◆ TRY IT:
From the first entry to the last, repeat them all exactly.

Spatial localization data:
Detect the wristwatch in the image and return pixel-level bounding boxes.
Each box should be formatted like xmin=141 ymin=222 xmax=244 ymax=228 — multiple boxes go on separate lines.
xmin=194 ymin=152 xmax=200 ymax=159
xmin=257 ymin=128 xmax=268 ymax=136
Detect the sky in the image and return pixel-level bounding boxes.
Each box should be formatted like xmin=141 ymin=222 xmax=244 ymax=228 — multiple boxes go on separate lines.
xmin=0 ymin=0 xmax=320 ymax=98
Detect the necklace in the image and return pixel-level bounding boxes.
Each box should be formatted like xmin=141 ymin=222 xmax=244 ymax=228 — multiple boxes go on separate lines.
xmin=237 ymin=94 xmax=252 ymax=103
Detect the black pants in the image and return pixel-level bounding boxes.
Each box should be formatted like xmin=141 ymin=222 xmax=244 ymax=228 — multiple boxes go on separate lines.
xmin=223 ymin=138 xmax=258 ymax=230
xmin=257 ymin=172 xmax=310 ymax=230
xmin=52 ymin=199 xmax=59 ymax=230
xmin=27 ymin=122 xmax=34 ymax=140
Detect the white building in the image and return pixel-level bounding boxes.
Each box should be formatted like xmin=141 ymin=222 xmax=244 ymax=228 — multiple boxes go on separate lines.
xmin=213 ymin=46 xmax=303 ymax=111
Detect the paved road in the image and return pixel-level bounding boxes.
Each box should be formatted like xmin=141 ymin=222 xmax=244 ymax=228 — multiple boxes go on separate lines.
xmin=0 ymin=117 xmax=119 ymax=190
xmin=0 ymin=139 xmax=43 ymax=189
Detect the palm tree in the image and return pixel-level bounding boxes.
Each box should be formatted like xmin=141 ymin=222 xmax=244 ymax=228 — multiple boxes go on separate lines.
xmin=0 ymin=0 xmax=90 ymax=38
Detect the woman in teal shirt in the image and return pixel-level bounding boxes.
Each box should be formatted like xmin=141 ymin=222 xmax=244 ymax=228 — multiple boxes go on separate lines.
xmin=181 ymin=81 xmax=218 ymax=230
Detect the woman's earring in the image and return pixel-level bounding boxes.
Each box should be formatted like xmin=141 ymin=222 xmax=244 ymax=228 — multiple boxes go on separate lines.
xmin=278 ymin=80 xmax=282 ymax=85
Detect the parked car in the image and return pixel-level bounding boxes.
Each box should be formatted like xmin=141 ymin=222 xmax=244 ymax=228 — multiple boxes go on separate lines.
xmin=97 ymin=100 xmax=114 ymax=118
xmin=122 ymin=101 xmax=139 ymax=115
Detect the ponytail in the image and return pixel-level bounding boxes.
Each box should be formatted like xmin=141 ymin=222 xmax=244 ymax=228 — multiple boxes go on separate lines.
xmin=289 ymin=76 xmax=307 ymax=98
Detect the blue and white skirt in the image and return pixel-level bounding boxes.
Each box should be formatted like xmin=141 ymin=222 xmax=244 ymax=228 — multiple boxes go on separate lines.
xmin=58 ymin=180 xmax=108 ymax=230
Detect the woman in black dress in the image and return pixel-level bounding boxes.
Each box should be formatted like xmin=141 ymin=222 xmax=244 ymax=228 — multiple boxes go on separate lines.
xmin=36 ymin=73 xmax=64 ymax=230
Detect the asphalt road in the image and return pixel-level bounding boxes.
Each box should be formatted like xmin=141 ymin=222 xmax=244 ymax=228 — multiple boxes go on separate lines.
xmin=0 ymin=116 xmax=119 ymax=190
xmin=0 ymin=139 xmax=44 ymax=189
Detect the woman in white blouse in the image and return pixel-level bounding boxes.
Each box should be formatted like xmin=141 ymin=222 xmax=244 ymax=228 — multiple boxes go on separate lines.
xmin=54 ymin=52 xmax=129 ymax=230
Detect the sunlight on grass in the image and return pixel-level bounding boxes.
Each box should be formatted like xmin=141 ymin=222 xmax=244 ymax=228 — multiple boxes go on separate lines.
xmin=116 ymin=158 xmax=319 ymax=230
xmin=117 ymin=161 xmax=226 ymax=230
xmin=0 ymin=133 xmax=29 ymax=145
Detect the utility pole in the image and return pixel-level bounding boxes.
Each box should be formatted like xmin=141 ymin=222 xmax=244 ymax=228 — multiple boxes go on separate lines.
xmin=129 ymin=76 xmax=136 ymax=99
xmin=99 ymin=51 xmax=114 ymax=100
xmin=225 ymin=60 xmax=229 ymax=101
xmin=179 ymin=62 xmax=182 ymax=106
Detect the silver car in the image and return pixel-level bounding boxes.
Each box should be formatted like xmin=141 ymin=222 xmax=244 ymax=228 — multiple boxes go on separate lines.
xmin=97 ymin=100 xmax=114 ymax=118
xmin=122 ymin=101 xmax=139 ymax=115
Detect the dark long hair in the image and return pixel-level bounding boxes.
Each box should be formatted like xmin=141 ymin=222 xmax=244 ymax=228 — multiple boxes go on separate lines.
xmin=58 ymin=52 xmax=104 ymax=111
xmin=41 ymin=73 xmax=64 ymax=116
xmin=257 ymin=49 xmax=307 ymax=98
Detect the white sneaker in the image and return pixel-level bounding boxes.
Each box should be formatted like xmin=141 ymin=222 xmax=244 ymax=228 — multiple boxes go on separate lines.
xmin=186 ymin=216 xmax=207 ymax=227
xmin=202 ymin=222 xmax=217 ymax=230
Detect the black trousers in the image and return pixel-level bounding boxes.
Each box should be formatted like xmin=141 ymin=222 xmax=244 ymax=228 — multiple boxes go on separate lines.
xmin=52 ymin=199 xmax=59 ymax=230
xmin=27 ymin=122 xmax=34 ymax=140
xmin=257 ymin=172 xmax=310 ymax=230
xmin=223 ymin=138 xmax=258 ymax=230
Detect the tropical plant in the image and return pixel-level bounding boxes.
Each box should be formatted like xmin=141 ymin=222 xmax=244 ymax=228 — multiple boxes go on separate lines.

◆ REPLY TO THE EXERCISE:
Detect the wristwatch in the image and return pixel-level bounding boxes.
Each box should be formatted like xmin=141 ymin=222 xmax=244 ymax=228 — multiple boxes go on separate lines.
xmin=194 ymin=152 xmax=200 ymax=159
xmin=257 ymin=128 xmax=268 ymax=136
Detect the sky in the image and return pixel-level bounding boxes.
Each box should be formatted like xmin=141 ymin=222 xmax=244 ymax=228 — multiple boxes go on separate lines.
xmin=0 ymin=0 xmax=320 ymax=98
Detect the necklace in the image and return pixel-level bounding boxes.
Each box should be formatted like xmin=141 ymin=222 xmax=244 ymax=228 — multiple boxes go on separate lines.
xmin=237 ymin=94 xmax=252 ymax=103
Detect the black pants in the image and return pixel-level bounding boxes.
Each box should be formatted like xmin=141 ymin=222 xmax=244 ymax=228 — multiple boxes go on separate lines.
xmin=223 ymin=138 xmax=258 ymax=230
xmin=257 ymin=172 xmax=310 ymax=230
xmin=52 ymin=199 xmax=59 ymax=230
xmin=27 ymin=122 xmax=34 ymax=140
Detect the white building in the image and return pixel-level bounding boxes.
Each box should be formatted like xmin=141 ymin=222 xmax=244 ymax=228 — multiple boxes go on separate lines.
xmin=213 ymin=46 xmax=303 ymax=111
Detect the paved road in the image and return pixel-level bounding boxes.
Each box should be formatted like xmin=141 ymin=222 xmax=244 ymax=228 — multiple boxes go on separate lines.
xmin=0 ymin=117 xmax=119 ymax=190
xmin=0 ymin=139 xmax=43 ymax=189
Detect the palm tree in the image and return pixel-level bounding boxes.
Each box should be formatted like xmin=141 ymin=222 xmax=244 ymax=228 — multiple boxes go on separate lines.
xmin=0 ymin=0 xmax=90 ymax=38
Detect the woman in teal shirt in the image and return pixel-level bounding boxes.
Each box should be formatted like xmin=141 ymin=222 xmax=244 ymax=228 — multiple boxes go on separate lines.
xmin=181 ymin=81 xmax=218 ymax=230
Detect the woman's earring in the image and return pixel-level bounding boxes.
Each box should be formatted like xmin=141 ymin=222 xmax=244 ymax=228 — multiple boxes go on separate lines.
xmin=278 ymin=80 xmax=282 ymax=85
Detect the parked car in the image and return pixel-level bounding boxes.
Each box should be formatted like xmin=141 ymin=222 xmax=244 ymax=228 — multiple boxes go on separate lines.
xmin=97 ymin=100 xmax=114 ymax=118
xmin=122 ymin=101 xmax=139 ymax=115
Detect the ponytail in the image and return pixel-level bounding boxes.
Each box should be formatted like xmin=141 ymin=222 xmax=244 ymax=228 — multiple boxes go on separate lines.
xmin=289 ymin=76 xmax=307 ymax=98
Detect the blue and white skirt in the image and return pixel-level bounding boxes.
Each box should be formatted like xmin=141 ymin=222 xmax=244 ymax=228 — multiple boxes go on separate lines.
xmin=58 ymin=180 xmax=108 ymax=230
Detect the woman in black dress in the image and return pixel-level bounding boxes.
Each box should be formatted like xmin=141 ymin=222 xmax=244 ymax=228 — multiple boxes go on separate lines.
xmin=36 ymin=73 xmax=64 ymax=230
Detect the asphalt road in the image and return pixel-level bounding boxes.
Each box should be formatted like xmin=141 ymin=222 xmax=244 ymax=228 — multiple boxes go on separate lines.
xmin=0 ymin=116 xmax=119 ymax=190
xmin=0 ymin=139 xmax=44 ymax=189
Detect the woman in white blouse in the image and return pixel-level bounding boxes.
Each box should be formatted like xmin=141 ymin=222 xmax=244 ymax=228 — multiple boxes go on separate lines.
xmin=54 ymin=52 xmax=129 ymax=230
Detect the sunlight on grass in the image and return pixel-level bounding boxes.
Each box should be formatted like xmin=141 ymin=222 xmax=244 ymax=228 — multiple boxes go on separate lines.
xmin=116 ymin=158 xmax=319 ymax=230
xmin=117 ymin=161 xmax=226 ymax=230
xmin=0 ymin=133 xmax=29 ymax=145
Detect the utility pole in the image and return pixel-level bounding boxes.
Each box should be formatted like xmin=141 ymin=222 xmax=244 ymax=228 — multiple boxes go on separate lines.
xmin=129 ymin=76 xmax=136 ymax=99
xmin=99 ymin=51 xmax=114 ymax=100
xmin=225 ymin=60 xmax=229 ymax=101
xmin=179 ymin=62 xmax=182 ymax=106
Detect the silver car in the image and return pixel-level bounding boxes.
Each box should be formatted like xmin=141 ymin=222 xmax=244 ymax=228 — multiple boxes go on separate lines.
xmin=97 ymin=100 xmax=114 ymax=118
xmin=122 ymin=101 xmax=139 ymax=115
Detect the dark long hair in the image and return pixel-level bounding boxes.
Each box should be formatted like xmin=141 ymin=222 xmax=244 ymax=228 — multiple boxes go on separate lines.
xmin=58 ymin=52 xmax=104 ymax=111
xmin=41 ymin=73 xmax=64 ymax=116
xmin=257 ymin=49 xmax=307 ymax=98
Detect the white sneaker in the image and return pixel-level bounding boxes.
Each box should be formatted like xmin=141 ymin=222 xmax=244 ymax=228 — multiple boxes go on separate lines.
xmin=186 ymin=216 xmax=207 ymax=227
xmin=202 ymin=222 xmax=217 ymax=230
Detect the black trousers in the image and return pixel-level bounding boxes.
Each box should be formatted like xmin=141 ymin=222 xmax=244 ymax=228 — multiple boxes go on separate lines.
xmin=52 ymin=199 xmax=59 ymax=230
xmin=27 ymin=122 xmax=34 ymax=140
xmin=257 ymin=172 xmax=310 ymax=230
xmin=223 ymin=138 xmax=258 ymax=230
Detect the tropical plant in the image and return pixel-level bounding boxes.
Each box should be formatted like xmin=141 ymin=222 xmax=244 ymax=228 — multiple boxes go on separate lines.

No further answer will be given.